Edit the entries below so that every instance of "bush" reads "shrub" and nothing else changes, and leave the pictures out of your answer.

begin

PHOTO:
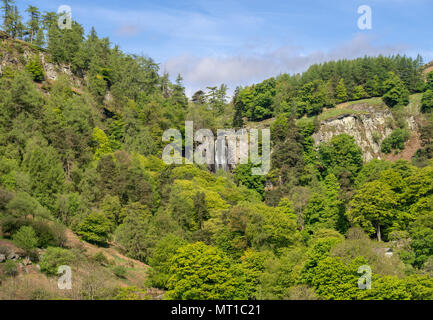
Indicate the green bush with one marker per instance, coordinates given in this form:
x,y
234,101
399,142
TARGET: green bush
x,y
95,229
48,234
54,258
120,272
26,239
100,258
34,67
427,101
10,268
395,141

end

▶ [RESULT FOR THIS EXERCISE]
PHOTO:
Indicate the green shrub with one marker per instance, coordinates given in this form:
x,y
234,101
399,142
TARGET: green shrub
x,y
95,229
48,234
54,258
120,272
26,239
100,258
34,67
427,101
10,268
395,141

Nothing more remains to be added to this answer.